- _EXERCISE OBJECTIVE_
Please output the records between the line that contains "Reviewer note: make sure every instance of the white" and the line that contains "Query: white paper shide streamer", inclusive, as a JSON list of strings with one string per line and blank lines omitted.

- _DATA SUPPLIED_
☆ ☆ ☆ ☆ ☆ ☆ ☆

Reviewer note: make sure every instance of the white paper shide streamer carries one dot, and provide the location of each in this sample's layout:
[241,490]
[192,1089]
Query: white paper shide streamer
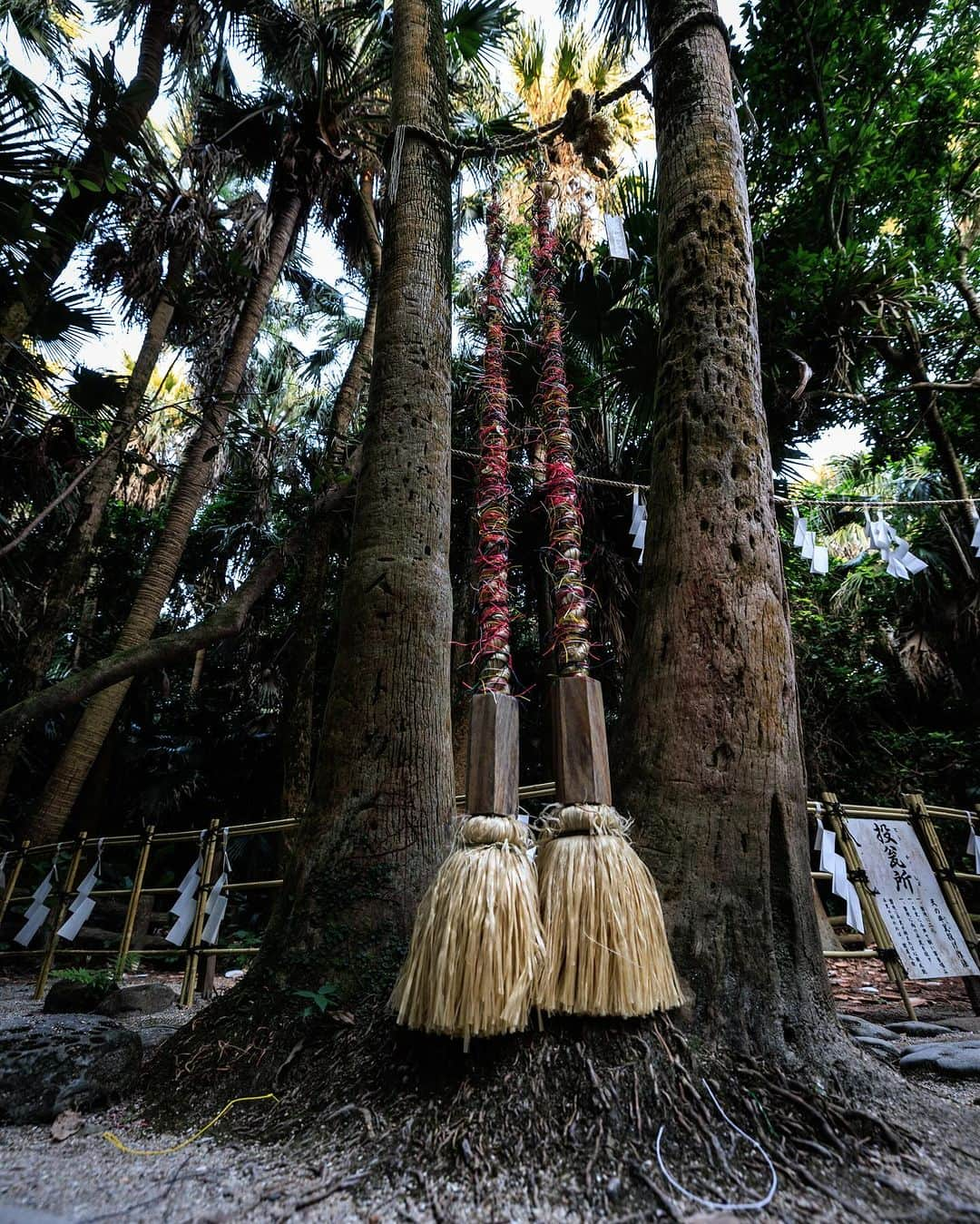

☆ ☆ ☆ ☆ ☆ ☆ ☆

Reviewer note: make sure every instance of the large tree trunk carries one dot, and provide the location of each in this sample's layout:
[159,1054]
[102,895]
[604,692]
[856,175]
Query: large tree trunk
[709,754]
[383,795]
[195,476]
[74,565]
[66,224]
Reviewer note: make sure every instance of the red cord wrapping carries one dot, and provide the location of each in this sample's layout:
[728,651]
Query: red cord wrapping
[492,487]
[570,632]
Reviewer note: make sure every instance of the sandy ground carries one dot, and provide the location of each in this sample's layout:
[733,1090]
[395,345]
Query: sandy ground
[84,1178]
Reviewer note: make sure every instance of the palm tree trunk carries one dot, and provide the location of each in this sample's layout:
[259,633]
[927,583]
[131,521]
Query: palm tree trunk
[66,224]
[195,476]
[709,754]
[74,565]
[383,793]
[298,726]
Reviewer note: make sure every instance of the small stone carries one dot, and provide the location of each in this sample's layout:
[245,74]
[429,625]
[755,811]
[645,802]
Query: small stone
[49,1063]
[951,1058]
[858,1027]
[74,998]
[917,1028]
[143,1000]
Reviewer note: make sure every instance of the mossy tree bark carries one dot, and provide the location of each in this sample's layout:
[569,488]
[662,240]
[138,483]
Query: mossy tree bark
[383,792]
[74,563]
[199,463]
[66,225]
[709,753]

☆ ☆ ☆ ☆ ☆ ☆ ☆

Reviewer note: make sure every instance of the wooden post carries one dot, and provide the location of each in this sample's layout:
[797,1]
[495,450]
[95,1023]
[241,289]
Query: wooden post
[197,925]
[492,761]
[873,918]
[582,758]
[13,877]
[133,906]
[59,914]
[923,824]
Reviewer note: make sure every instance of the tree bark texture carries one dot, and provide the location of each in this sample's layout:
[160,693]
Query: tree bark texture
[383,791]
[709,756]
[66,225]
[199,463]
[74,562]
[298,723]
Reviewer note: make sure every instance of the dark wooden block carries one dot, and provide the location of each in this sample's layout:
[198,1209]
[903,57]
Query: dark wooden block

☆ ☆ ☆ ☆ ☆ ☆ ☆

- _OUTPUT BELOW_
[
  "Reviewer note: make sure every instance of the white paper shide streamer carries one dot, and provide the location of each in this sample's layout:",
  "[241,490]",
  "[192,1089]",
  "Query: white paper shide streamer"
]